» **Extrait de page**:
En 1999 : L'appelante est rémunérée à la quinzaine. Sa rémunération de février et mars 1999 est redéposée au compte bancaire du payeur le 14 avril 1999, sa rémunération de mi-août et mi-septembre 1999 est versée en mars et avril 2000 et celle de fin septembre 1999 au 4 décembre 1999 est redéposée au compte bancaire du payeur le 4 février 2000. La rémunération des périodes du 5 au 31 décembre 1999 lui est versée le 9 février 2000 et le 27 mars 2000.

En 2000 : L'appelante est rémunérée à la quinzaine. Sa rémunération du 27 mars 2000 au 9 septembre 2000 est redéposée au compte bancaire du payeur le 27 septembre 2000, sa rémunération de décembre 2000 est redéposée au compte bancaire du payeur le 30 mars 2001.

En 2001 : L'appelante est rémunérée à la quinzaine. Sa rémunération de mars, avril et mai 2001 est redéposée au compte bancaire du payeur le 6 avril et le 3 juillet 2001, il en est de même pour celle de la première quinzaine de juin qui est redéposée au compte bancaire du payeur le 3 juillet 2001 et la rémunération de juillet et août 2001 est redéposée au compte bancaire du payeur le 5 octobre 2001.

» **Données fournies**:
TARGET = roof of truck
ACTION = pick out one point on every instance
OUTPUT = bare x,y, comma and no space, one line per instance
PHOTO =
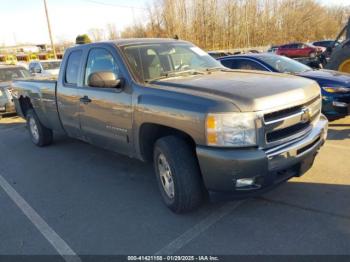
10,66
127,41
==
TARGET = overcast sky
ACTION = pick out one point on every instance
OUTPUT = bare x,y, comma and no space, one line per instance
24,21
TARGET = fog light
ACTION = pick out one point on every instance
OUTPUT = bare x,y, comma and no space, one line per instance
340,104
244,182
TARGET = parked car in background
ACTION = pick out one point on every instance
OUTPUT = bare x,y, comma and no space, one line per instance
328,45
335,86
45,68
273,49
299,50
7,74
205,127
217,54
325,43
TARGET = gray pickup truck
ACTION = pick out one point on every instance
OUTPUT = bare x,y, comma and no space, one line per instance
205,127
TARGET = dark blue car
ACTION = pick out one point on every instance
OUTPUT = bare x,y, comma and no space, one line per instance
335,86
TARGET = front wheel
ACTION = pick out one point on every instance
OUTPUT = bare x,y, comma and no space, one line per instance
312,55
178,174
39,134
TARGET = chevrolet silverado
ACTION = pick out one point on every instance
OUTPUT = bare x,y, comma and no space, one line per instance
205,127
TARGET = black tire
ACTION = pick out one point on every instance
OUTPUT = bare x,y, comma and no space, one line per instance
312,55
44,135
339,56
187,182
--
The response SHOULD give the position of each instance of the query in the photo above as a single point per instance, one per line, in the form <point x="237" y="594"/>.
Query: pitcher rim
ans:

» **Tâche écrite A**:
Dans l'extrait sur la rémunération de l'appelante, relevez toutes les dates auxquelles une rémunération a été redéposée au compte bancaire du payeur.
» **Tâche écrite B**:
Poursuivez l'extrait sur la rémunération de l'appelante à partir de la fin du passage consacré à 2001.

» **Bonne réponse A**:
- 14 avril 1999
- 4 février 2000
- 27 septembre 2000
- 30 mars 2001
- 6 avril 2001
- 3 juillet 2001
- 5 octobre 2001

» **Bonne réponse B**:
[...]

En réalité de 1995 à janvier 2002, les seuls paiements réguliers que l'appelante a reçus sont ses prestations d'assurance-emploi, qui lui étaient versées durant les périodes de janvier à début septembre de chaque année.

[...]

[35]     Les évidences dégagées des divers tableaux sont d'ailleurs éloquemment étayées par un autre aspect du dossier. Dans un premier temps, monsieur Gauthier a analysé les faits en fonction des différentes demandes d'assurance-emploi soumises par l'appelante. Il a ainsi indiqué le nombre de semaines d'assurance-emploi que l'appelante pouvait obtenir et le nombre reçu. Le résultat est le suivant :

Année

Nombre de semaines possibles

Nombre de semaines reçues

1997

1998

1999

2000

2001

2002

34

37

34

30

37

33

33

37

34

30

32

enquête commencée au moment où l'appelante avait reçu 26 des 33 semaines possibles

[36]     Ces données significatives, qui permettent de mieux comprendre et de mieux interpréter la preuve, sont d'ailleurs confirmées par les déclarations statutaires de l'appelante. Dans les faits, les mises à pied de l'appelante et ses retours au travail n'avaient rien à voir avec les conditions économiques et l'intensité des activités. Cette appréciation ressort tout particulièrement du témoignage du comptable. Les mises à pieds étaient planifiés et orchestrés dans le seul but d'exploiter au maximum le programme d'assurance-emploi.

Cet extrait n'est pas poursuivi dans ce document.